Sind die Hauptprinzipien Marxens auch historisch bestimmt, so doch nicht die Dialektik. Der historische Materialismus, die Mehrwert- und die Klassenkampftheorie sind im Kommunismus aufgehoben ; die materialistische Dialektik jedoch wird auch weiterhin der Rhythmus der Bewegung bleiben. Sind auch die ökonomischen Gegensätze beseitigt, die Welt bleibt unvollendet. Die Aufhebung der gesellschaftlich-ökonomischen Konflikte bedeutet nicht die Aufhebung aller Gegensätze, die Entwicklung der Menschheit ist endlos.

Auszüge aus einem Datensatz zum Zeigen auf Objekte:

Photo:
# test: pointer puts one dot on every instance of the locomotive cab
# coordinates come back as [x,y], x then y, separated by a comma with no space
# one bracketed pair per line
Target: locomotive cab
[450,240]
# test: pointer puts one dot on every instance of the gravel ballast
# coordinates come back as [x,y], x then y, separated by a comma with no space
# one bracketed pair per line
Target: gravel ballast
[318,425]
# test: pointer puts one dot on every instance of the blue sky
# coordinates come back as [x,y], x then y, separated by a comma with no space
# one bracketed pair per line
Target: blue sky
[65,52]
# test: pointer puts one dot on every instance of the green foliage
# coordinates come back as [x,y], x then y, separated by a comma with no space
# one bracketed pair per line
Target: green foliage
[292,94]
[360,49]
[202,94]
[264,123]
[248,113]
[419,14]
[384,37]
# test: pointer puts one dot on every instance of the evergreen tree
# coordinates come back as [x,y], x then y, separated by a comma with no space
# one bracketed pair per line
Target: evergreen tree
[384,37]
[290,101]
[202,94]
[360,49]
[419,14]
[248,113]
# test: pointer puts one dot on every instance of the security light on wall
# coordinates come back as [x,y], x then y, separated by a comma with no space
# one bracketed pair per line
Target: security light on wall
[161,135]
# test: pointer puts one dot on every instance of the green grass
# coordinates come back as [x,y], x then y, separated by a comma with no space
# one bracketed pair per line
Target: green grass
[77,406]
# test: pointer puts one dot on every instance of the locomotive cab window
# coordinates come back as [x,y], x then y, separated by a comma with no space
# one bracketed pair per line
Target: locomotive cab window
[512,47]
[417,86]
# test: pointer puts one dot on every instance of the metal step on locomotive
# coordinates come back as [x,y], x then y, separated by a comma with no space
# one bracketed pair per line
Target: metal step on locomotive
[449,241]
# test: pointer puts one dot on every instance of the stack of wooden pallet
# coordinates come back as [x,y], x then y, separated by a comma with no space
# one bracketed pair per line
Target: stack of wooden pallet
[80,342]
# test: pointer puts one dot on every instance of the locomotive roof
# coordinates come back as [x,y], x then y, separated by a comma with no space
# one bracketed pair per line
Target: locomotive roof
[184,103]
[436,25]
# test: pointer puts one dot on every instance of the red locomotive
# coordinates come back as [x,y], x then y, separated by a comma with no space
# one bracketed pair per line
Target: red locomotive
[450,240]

> _AUFGABEN_
1. Bearbeite in den Zeilen den Abschnitt von der Zeile mit „the red locomotive“ bis zum Ende der Zeilen: Ersetze „red locomotive“ durch „green locomotive“, und gib diesen Abschnitt sonst unverändert wieder.
2. Führe den Text über die materialistische Dialektik nach seinem letzten Satz weiter.

> _LÖSUNGEN_
1.
# test: pointer puts one dot on every instance of the green locomotive
# coordinates come back as [x,y], x then y, separated by a comma with no space
# one bracketed pair per line
Target: green locomotive
[450,240]

2.
Trotz vieler wertvoller Details ist die Arbeit H.s doch als verfehlt zu betrachten. Sein Angriff gegen die Marxsche Werttheorie trifft nicht, seine Bemerkungen gegen Engels sind unberechtigt. Die Darstellung der ökonomischen Theorien Marxens zeugt von mangelndem Verständnis. In der Interpretation der Marxschen Dialektik bleibt H. hinter seinen Vorgängern, über die er hinaus gehen wollte, zurück. Doch ist trotz aller Mängel und vieler Widersprüche die Arbeit H.s deshalb bemerkenswert, weil sie ohne Zweifel in Amerika eine Diskussion auslösen wird.